# RECORDS SUPPLIED
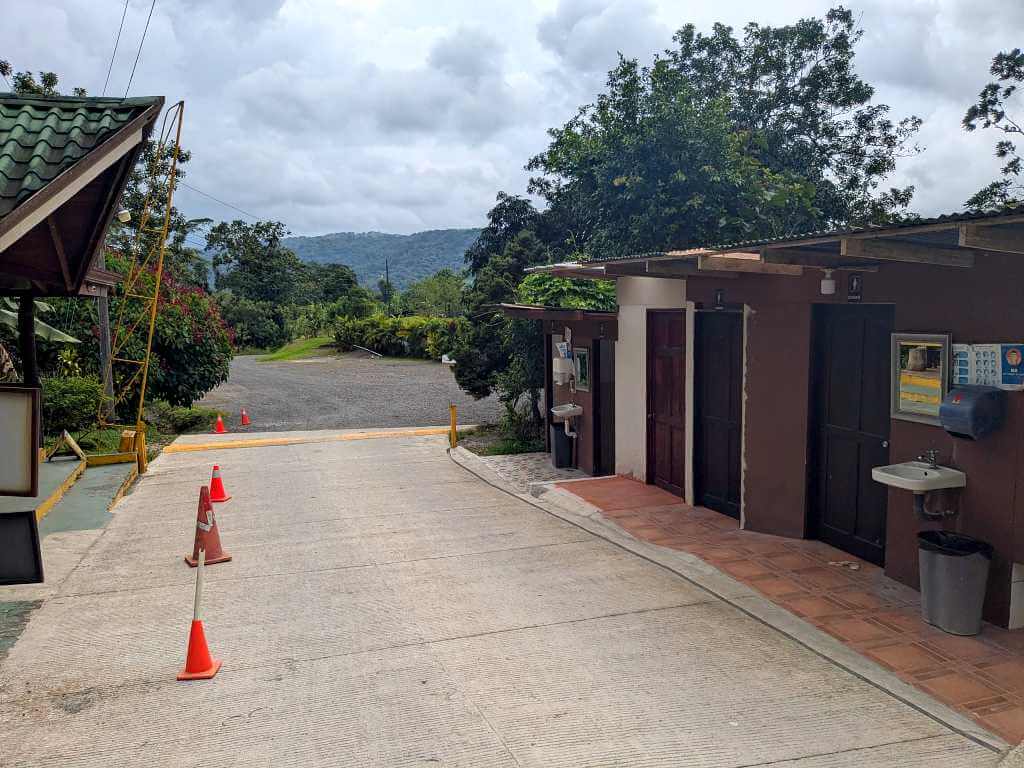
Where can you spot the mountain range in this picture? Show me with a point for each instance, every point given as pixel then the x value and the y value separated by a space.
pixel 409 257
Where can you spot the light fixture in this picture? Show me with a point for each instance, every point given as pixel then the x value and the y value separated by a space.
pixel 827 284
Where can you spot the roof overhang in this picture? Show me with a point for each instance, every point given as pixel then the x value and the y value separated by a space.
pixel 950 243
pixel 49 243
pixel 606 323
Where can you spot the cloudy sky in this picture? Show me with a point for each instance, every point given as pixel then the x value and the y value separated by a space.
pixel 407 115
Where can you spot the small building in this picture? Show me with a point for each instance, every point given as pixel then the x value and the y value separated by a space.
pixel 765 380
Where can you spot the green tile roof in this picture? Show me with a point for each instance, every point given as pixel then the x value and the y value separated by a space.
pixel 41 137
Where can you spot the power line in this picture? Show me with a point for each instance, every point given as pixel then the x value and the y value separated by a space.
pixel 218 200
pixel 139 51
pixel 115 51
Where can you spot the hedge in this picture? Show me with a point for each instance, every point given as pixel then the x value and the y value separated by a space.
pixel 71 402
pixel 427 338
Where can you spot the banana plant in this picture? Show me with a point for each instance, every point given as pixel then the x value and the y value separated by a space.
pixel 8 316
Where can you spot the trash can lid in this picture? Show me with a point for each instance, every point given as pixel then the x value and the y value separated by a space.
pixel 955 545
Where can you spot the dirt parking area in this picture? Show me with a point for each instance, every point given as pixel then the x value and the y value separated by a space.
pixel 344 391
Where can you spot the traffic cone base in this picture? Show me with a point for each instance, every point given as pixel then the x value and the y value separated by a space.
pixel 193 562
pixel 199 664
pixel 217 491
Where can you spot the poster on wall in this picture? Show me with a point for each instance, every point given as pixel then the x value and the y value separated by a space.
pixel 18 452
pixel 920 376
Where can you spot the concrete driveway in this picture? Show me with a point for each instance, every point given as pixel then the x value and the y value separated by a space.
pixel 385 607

# YOUR TASK
The answer must consist of the lines from the one with "Where can you spot the power" through the final line of the entries above, exactly as they are, and nothing else.

# RESULT OF THE EXERCISE
Where can you spot the power line in this picture? Show me with a point for each instance, every point given as pixel then the x value and the y value separated by a space.
pixel 218 200
pixel 139 51
pixel 115 51
Where can you spot the hedge in this picture? Show me with a point for each instance, every point given as pixel then the x value and the y value separated by a space.
pixel 71 402
pixel 427 338
Where can you spot the banana plant in this picture? Show me with a point for each instance, every point given as pixel then the x value and the y value separated by a space.
pixel 8 316
Where can you spot the trash can lid in this picture? Show me with a point for each instance, every point given as pixel then the x value and the y value separated by a space.
pixel 955 545
Where can you spot the dirt parking area in this picture? Show me with a point for each instance, every point given as pixel then the x value and the y value separated by a space.
pixel 344 391
Where can you spot the traffic cone base in this picture? Show me with a point for each instance, every point given as pixel then the x value and the y value separated by a space.
pixel 193 562
pixel 199 664
pixel 217 491
Where can you spot the poster on wall in this picture? Show me with a point for each instance, every point given as pixel then the x value and the y value separated by a space.
pixel 18 452
pixel 920 376
Where can you spot the concrete driveway in this picture? Show me with a point for each instance, every point given as pixel then the x value and the y value separated by a space.
pixel 385 607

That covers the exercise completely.